LRBAs have often been viewed as an unrealistic option for shares, due to the fact SMSFR2012/1 states the asset in the loan must be a “single acquirable asset”. However, there is a strategy to address this.

It is evident to many of us in the SMSF industry that the new restrictions contained in the recently released Practice Compliance Guideline (PCG) on related party LRBA loans, coupled with severe curtailment of future contributions, has dampened interest in borrowings in SMSFs.

A prudent trustee contemplating the purchase of a property using borrowings must now take greater care in establishing exactly how any loan will be repaid in a world where future non-concessional contributions will be capped at $500,000 (if not already used up previously) and concessional contribution amounts lowered significantly. Not surprisingly, many trustees and advisers are now choosing not to proceed or are at least lowering how much they’re prepared to borrow when purchasing a property in an SMSF.

One perhaps unsurprising outcome also created by this new contributions landscape has been a marked increase in using LRBAs to boost a listed share portfolio. Further supporting this, PCG 2016/5 has provided a clear path for those wishing to use related party loans in any listed security LRBA, as opposed to a loan facility from a financial institution.

| Work to do |
a. Write out the part of the SMSF borrowing passage starting with "LRBAs have often" and going on through "borrowings in SMSFs.".
b. Resume the SMSF borrowing passage after its last sentence and carry it forward.

| Record list |
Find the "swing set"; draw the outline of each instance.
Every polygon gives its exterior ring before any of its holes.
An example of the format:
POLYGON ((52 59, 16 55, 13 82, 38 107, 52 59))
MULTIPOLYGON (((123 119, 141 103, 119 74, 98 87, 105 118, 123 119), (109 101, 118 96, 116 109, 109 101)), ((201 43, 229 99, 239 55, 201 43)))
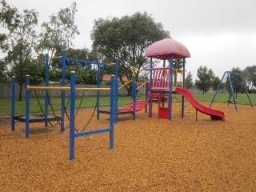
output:
POLYGON ((220 81, 218 86, 218 88, 216 90, 216 92, 214 94, 214 96, 210 104, 210 106, 209 108, 211 107, 214 101, 214 98, 218 94, 218 91, 220 90, 221 88, 221 85, 224 80, 224 78, 226 74, 226 78, 227 78, 227 81, 229 82, 229 98, 227 100, 227 104, 230 105, 232 103, 232 100, 233 100, 233 102, 234 104, 234 107, 235 107, 235 110, 238 111, 238 107, 237 107, 237 102, 238 102, 238 91, 237 91, 237 86, 238 85, 238 83, 242 83, 242 88, 243 90, 245 90, 246 95, 247 95, 247 98, 248 98, 248 100, 249 100, 249 102, 250 104, 250 106, 253 107, 253 105, 251 103, 251 100, 250 98, 250 96, 249 96, 249 94, 247 92, 247 90, 246 88, 246 86, 245 86, 245 82, 243 81, 243 78, 241 74, 237 74, 237 73, 234 73, 232 71, 226 71, 222 78, 222 80, 220 81), (232 82, 232 79, 234 79, 234 85, 233 85, 233 82, 232 82))

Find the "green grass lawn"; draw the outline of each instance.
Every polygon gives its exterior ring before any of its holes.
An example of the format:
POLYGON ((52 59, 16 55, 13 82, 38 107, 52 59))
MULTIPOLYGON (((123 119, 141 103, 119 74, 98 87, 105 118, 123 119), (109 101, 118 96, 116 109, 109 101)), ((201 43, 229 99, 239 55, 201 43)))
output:
MULTIPOLYGON (((194 96, 198 102, 211 102, 214 98, 214 94, 197 94, 194 96)), ((214 102, 227 102, 228 94, 218 94, 214 102)), ((256 105, 256 94, 250 94, 250 100, 253 105, 256 105)), ((145 99, 144 95, 138 95, 138 99, 145 99)), ((81 97, 76 98, 76 107, 78 108, 81 102, 81 97)), ((61 98, 50 98, 51 103, 54 110, 58 112, 61 110, 61 98)), ((68 98, 66 98, 66 103, 68 102, 68 98)), ((246 94, 238 94, 238 104, 249 105, 249 99, 246 94)), ((42 109, 44 109, 44 98, 39 99, 42 109)), ((131 101, 131 98, 128 96, 119 96, 118 97, 118 105, 126 106, 131 101)), ((81 103, 81 108, 93 108, 96 103, 95 96, 85 96, 81 103)), ((25 98, 22 102, 15 102, 15 114, 25 114, 25 98)), ((110 106, 110 97, 109 96, 101 96, 100 98, 100 107, 108 107, 110 106)), ((70 106, 67 105, 67 109, 70 106)), ((0 99, 0 117, 10 116, 11 110, 11 100, 10 98, 0 99)), ((30 114, 42 114, 40 106, 38 100, 35 98, 31 98, 30 99, 30 114)), ((49 113, 51 112, 51 107, 49 106, 49 113)))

| Answers |
a.
LRBAs have often been viewed as an unrealistic option for shares, due to the fact SMSFR2012/1 states the asset in the loan must be a “single acquirable asset”. However, there is a strategy to address this.

It is evident to many of us in the SMSF industry that the new restrictions contained in the recently released Practice Compliance Guideline (PCG) on related party LRBA loans, coupled with severe curtailment of future contributions, has dampened interest in borrowings in SMSFs.

b.
Many SMSF practitioners have legitimate reservations about using LRBAs with shares. In short, they seem far more suited to property. The legal costs of creating a custodial/bare trust arrangement in addition to the borrowing costs are not insignificant. While they may represent a small portion of an LRBA with a $1 million property purchase, they would obviously eat heavily into the viability of an LRBA to purchase $50,000 of BHP shares. Even more costly is the requirement for LRBAs to be limited to a ‘single acquirable asset’ as outlined in SMSFR2012/1. The ruling states that a single collection of shares of the same class in a single company would meet this test, but a diversified portfolio would not.

Therefore, a separate LRBA is required for each company’s shares being acquired, a truly expensive exercise as the geared portfolio becomes increasingly diversified. Some large financial institutions have addressed this by creating SMSF LRBA gearing products specifically designed for shares, but this may not suit all trustees and especially those wishing to utilise related party lending. In the past, many trustees in this position have tended to drop the listed share LRBA idea as just not viable or cost effective. However, other trustees have developed a fairly simple technique to solve it, namely the creation of a ‘standard LRBA legal template’ for their fund.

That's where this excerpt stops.